= WORK TO COMPLETE =
Your task is to repeat exactly the lines below between the line holding "Query: hill" and the line holding "pixel 253 767", inclusive, and only those.

[Stored dataset items]

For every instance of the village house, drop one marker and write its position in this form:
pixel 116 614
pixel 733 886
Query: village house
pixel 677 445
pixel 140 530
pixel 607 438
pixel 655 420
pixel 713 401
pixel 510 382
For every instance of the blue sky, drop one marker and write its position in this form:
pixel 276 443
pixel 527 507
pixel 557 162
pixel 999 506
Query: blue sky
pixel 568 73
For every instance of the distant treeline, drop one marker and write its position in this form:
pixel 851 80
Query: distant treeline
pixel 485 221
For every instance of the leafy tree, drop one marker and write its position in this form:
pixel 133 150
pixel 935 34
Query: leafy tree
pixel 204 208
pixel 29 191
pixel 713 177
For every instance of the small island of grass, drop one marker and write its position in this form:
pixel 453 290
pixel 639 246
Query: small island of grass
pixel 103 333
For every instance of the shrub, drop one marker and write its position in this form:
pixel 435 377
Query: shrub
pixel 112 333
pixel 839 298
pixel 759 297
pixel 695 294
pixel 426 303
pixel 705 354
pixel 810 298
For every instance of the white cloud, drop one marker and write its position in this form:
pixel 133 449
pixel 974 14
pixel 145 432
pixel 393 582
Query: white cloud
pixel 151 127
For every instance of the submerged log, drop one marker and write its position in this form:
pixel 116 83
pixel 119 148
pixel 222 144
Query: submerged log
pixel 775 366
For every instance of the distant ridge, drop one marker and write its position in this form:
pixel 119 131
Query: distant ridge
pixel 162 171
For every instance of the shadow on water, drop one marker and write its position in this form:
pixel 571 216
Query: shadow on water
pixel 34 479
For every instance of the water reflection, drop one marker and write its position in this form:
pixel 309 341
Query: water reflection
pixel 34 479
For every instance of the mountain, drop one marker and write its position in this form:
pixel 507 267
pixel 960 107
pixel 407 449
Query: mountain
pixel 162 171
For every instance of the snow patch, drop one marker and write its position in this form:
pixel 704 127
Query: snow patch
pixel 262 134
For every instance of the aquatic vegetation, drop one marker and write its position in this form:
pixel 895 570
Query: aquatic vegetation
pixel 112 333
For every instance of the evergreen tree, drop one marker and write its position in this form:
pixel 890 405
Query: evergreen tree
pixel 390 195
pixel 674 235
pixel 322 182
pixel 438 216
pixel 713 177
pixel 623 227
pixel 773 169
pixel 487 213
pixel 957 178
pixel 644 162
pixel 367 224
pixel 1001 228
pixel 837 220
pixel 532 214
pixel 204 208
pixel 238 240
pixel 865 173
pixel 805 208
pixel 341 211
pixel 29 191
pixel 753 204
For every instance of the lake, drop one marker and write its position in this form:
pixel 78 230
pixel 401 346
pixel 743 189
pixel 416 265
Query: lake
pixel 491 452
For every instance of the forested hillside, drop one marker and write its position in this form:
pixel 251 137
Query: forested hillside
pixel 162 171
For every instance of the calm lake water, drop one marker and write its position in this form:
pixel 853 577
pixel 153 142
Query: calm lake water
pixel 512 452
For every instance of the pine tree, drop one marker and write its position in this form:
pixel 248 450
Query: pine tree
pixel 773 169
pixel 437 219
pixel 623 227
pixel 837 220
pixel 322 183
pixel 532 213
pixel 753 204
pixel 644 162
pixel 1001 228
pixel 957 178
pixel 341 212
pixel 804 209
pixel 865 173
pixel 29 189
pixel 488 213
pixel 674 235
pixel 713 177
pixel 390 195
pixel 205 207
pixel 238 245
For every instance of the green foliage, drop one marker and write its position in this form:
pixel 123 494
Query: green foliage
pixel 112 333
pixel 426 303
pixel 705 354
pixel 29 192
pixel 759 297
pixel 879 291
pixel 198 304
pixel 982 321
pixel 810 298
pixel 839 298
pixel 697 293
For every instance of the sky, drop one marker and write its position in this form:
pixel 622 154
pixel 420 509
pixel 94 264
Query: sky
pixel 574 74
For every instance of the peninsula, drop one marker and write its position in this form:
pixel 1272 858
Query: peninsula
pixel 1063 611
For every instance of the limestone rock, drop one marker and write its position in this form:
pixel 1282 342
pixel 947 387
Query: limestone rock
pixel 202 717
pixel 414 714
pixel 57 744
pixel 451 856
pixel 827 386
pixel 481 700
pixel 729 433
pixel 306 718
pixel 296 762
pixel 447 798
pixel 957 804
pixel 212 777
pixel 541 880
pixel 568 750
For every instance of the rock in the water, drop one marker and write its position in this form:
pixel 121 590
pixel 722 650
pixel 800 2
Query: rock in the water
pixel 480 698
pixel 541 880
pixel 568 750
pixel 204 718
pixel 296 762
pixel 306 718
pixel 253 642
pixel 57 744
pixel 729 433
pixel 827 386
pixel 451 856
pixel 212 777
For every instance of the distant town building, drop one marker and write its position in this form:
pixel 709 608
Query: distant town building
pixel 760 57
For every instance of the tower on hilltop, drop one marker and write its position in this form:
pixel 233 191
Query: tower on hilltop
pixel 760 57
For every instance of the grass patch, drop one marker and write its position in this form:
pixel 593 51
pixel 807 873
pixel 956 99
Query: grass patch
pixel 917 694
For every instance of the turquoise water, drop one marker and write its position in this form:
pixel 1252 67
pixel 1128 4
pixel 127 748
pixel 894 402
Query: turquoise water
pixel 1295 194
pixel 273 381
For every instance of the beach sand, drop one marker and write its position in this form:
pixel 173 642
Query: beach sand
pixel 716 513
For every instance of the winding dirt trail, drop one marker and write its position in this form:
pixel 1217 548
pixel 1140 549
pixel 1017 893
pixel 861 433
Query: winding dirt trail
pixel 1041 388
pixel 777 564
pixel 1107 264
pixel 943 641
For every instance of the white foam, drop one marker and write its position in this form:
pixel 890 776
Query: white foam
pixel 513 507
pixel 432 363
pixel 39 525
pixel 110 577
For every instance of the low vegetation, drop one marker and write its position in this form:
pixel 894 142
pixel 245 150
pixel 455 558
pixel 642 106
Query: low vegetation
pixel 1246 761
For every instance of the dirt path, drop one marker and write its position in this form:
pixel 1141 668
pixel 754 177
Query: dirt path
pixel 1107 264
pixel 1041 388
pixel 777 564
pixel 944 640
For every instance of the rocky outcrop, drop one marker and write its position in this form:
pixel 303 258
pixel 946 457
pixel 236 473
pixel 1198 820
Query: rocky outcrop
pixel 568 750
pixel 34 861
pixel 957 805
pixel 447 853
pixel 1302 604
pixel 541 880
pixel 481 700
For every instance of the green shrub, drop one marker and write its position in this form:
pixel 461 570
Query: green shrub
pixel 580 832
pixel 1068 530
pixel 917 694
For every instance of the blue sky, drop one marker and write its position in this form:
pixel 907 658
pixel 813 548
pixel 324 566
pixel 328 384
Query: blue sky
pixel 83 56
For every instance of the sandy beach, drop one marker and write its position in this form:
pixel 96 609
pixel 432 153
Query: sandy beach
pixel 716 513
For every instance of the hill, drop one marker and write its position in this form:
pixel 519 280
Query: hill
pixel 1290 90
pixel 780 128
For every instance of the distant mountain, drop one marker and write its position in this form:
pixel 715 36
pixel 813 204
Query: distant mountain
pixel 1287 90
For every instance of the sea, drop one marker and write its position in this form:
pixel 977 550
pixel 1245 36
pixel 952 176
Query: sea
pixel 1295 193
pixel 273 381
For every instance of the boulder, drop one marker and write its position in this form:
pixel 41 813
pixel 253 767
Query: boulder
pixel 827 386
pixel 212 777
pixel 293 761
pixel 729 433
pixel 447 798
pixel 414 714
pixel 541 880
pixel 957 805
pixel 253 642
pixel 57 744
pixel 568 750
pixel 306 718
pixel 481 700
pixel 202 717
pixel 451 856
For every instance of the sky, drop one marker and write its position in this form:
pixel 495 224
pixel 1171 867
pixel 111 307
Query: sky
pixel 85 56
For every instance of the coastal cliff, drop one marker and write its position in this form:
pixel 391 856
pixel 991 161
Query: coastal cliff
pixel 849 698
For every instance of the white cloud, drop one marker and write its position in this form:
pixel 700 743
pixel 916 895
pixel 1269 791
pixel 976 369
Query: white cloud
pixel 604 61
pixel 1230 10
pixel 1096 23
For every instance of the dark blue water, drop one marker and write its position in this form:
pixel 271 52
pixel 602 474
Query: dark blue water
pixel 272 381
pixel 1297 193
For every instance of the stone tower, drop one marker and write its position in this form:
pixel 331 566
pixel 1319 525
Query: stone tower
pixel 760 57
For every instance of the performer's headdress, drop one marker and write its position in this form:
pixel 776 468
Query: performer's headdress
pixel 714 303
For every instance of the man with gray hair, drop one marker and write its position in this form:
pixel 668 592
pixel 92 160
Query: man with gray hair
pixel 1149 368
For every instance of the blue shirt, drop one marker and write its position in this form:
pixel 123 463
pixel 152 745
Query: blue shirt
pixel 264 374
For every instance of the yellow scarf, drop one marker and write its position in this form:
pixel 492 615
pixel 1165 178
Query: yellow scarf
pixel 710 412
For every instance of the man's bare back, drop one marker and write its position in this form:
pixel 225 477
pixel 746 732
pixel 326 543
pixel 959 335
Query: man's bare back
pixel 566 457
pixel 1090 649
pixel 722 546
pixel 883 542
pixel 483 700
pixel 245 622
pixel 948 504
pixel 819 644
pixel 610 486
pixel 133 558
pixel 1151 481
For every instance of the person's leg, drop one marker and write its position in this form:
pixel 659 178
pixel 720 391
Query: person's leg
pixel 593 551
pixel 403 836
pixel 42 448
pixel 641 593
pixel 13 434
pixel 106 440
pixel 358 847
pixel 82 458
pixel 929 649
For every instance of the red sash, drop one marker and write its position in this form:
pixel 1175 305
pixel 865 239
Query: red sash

= ANSWER TO THIS TASK =
Query: hill
pixel 1290 90
pixel 780 128
For every instance of the distant mountain, drop one marker and write its position in this form:
pixel 715 36
pixel 813 204
Query: distant mountain
pixel 1287 90
For every instance of the sea, drop one marker and write its position in this form:
pixel 977 550
pixel 1245 36
pixel 952 176
Query: sea
pixel 1295 193
pixel 273 381
For every instance of the boulder, drop one marker and write its position in this form:
pixel 41 813
pixel 253 767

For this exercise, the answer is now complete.